[Text]
--------

Revenue would be recycled back into agriculture sector through new technology, research and incentive payments to farmers.

The Government is seeking feedback. This includes how the levy will be set, governance arrangements of the system, how farmers will report and pay for their emissions, and recognising sequestration.

If an alternative pricing system is not implemented by 1 January 2025, the Climate Change Response Act 2002 states that agricultural emissions will be priced under the New Zealand Emissions Trading Scheme (NZ ETS).

Consultation will close on 18 November 2022. Once submissions have been considered, final proposals will go to Ministers for approval in early 2023.

The Government said it included "many" of the recommendations of the He Waka Eke Noa Partnership of agriculture sector groups for farm-level emissions pricing, and proposed modifications in the consultation document based on advice from the Climate Change Commission. 

Prime Minister Jacinda Arder said: “This is an important step forward in New Zealand’s transition to a low emissions future and delivers on our promise to price agriculture emissions from 2025.

“The proposal aims to give New Zealand farmers control over their farming system, providing the ability to reduce costs through revenue raised from the system being recycled back to farmers, which will fund further research, tools and technology and incentives to reduce emissions.

The details of the proposals are available here:

Climate Change Minister James Shaw said by 2025 New Zealand would introduce a system that means farmers pay a price for their emissions "and are rewarded for taking action to reduce their climate pollution". 

“The levy improves on the proposal put forward by the He Waka Eke Noa partnership and brings New Zealand’s gross methane reduction targets within reach. It is better than the ‘backstop’ of bringing agriculture into the Emissions Trading Scheme, which could see agribusiness simply offsetting farm emissions without making any actual changes to reduce emissions on farms. 

“Cabinet considered a range of options alongside the levy, including a system based on managing the total volume of pollution, rather than managing the price. While this was not Cabinet’s preferred option for 2025, we are seeking feedback on its merits.

“There are a few other outstanding issues which we are keen to hear views about, such as how nitrous oxide emissions from fertiliser should be treated,” Shaw said.

It’s been three years since the Government, farming leaders and Māori formed the world first He Waka Eke Noa – Primary Sector Climate Action Partnership (the Partnership) to reduce agricultural emissions.

In mid-2022, the Partnership provided the Government with its recommendations for a farm-level pricing system. He Pou a Rangi – Climate Change Commission contributed its own advice on agricultural emissions. The Government’s proposals build on those recommendations and advice.

Pricing agricultural emissions at the farm level presents the best opportunity for Aotearoa New Zealand to meet its climate change targets. It enables farmers to be aware of and have ownership of their emissions, including opportunities to reduce them.

--------

[Extracted entries]
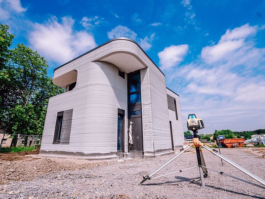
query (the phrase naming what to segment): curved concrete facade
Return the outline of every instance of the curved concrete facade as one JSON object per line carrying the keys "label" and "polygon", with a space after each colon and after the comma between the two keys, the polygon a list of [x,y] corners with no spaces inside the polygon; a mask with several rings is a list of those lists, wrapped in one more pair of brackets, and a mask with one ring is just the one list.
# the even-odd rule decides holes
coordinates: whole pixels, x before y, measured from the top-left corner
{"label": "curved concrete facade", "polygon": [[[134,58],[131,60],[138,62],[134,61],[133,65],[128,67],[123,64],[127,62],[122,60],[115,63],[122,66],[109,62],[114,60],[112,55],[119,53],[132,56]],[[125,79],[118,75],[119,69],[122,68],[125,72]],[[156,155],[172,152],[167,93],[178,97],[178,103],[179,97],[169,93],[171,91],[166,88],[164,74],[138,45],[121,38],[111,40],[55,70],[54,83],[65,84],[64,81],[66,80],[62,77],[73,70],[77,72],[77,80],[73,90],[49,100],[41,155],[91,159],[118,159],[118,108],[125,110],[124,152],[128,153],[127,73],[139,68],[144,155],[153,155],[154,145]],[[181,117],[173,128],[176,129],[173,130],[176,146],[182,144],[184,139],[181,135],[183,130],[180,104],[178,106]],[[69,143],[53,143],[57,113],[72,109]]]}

--------

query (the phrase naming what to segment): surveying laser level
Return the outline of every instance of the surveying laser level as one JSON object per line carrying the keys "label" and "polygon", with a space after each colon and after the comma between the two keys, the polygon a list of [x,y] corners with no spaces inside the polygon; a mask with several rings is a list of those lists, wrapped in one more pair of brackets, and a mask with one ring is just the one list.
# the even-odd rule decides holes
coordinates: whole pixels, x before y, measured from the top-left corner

--------

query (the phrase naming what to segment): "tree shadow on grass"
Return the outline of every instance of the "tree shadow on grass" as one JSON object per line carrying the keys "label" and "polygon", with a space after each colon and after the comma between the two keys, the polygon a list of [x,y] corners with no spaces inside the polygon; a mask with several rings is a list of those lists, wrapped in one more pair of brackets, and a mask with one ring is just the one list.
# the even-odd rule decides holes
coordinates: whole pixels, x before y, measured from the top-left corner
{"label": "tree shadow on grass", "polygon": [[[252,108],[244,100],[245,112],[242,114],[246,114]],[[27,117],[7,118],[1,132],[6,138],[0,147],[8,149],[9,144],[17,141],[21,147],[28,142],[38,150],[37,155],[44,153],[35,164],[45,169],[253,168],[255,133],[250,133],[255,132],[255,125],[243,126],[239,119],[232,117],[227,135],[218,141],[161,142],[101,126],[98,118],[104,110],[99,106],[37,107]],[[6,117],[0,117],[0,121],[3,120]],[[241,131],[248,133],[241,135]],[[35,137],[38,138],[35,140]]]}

--------

[Problems to work on]
1. The article on agricultural emissions pricing has a sentence beginning "This includes". List every matter that sentence names as something the Government wants feedback on.
2. Copy the article on agricultural emissions pricing from "If an alternative" up to and including "emissions from 2025.".

[Task-by-task solutions]
1.
- How the levy will be set
- Governance arrangements of the system
- How farmers will report and pay for their emissions
- Recognising sequestration

2.
If an alternative pricing system is not implemented by 1 January 2025, the Climate Change Response Act 2002 states that agricultural emissions will be priced under the New Zealand Emissions Trading Scheme (NZ ETS).

Consultation will close on 18 November 2022. Once submissions have been considered, final proposals will go to Ministers for approval in early 2023.

The Government said it included "many" of the recommendations of the He Waka Eke Noa Partnership of agriculture sector groups for farm-level emissions pricing, and proposed modifications in the consultation document based on advice from the Climate Change Commission. 

Prime Minister Jacinda Arder said: “This is an important step forward in New Zealand’s transition to a low emissions future and delivers on our promise to price agriculture emissions from 2025.